Start of Records shown
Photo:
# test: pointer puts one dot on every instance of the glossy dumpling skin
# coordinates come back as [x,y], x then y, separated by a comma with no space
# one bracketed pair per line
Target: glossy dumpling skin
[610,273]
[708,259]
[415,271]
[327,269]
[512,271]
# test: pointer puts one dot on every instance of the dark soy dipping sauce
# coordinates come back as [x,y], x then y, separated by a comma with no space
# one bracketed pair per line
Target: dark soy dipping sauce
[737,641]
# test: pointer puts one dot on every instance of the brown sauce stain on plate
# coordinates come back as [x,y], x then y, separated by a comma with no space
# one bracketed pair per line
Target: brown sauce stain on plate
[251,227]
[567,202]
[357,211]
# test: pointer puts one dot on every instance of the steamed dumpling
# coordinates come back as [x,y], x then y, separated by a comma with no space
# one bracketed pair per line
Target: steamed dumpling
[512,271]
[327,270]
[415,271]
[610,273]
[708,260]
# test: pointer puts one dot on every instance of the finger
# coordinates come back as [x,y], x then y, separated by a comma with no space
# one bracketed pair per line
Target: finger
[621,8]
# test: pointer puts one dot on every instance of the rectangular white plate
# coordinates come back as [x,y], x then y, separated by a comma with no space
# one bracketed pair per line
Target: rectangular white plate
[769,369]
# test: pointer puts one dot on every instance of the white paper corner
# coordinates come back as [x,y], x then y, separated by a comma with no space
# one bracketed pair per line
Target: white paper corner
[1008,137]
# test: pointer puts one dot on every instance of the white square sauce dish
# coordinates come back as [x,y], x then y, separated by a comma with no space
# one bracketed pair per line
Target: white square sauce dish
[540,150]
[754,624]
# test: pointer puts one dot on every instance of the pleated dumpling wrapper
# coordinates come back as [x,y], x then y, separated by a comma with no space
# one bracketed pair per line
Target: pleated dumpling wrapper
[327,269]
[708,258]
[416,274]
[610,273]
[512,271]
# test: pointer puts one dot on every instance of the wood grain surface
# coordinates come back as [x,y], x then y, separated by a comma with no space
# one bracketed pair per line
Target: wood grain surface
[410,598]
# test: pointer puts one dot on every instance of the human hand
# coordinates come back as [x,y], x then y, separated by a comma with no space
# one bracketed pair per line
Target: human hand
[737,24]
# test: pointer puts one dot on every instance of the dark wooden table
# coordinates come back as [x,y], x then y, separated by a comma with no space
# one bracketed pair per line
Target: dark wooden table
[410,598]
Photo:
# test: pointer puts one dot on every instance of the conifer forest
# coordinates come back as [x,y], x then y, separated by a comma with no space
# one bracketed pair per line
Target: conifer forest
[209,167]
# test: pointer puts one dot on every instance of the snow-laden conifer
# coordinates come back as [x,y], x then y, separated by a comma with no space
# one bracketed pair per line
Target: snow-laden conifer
End of Records shown
Pull out all lines from the entries above in which the word "laden" appears.

# test: pointer puts one dot on every instance of the snow-laden conifer
Target: snow-laden conifer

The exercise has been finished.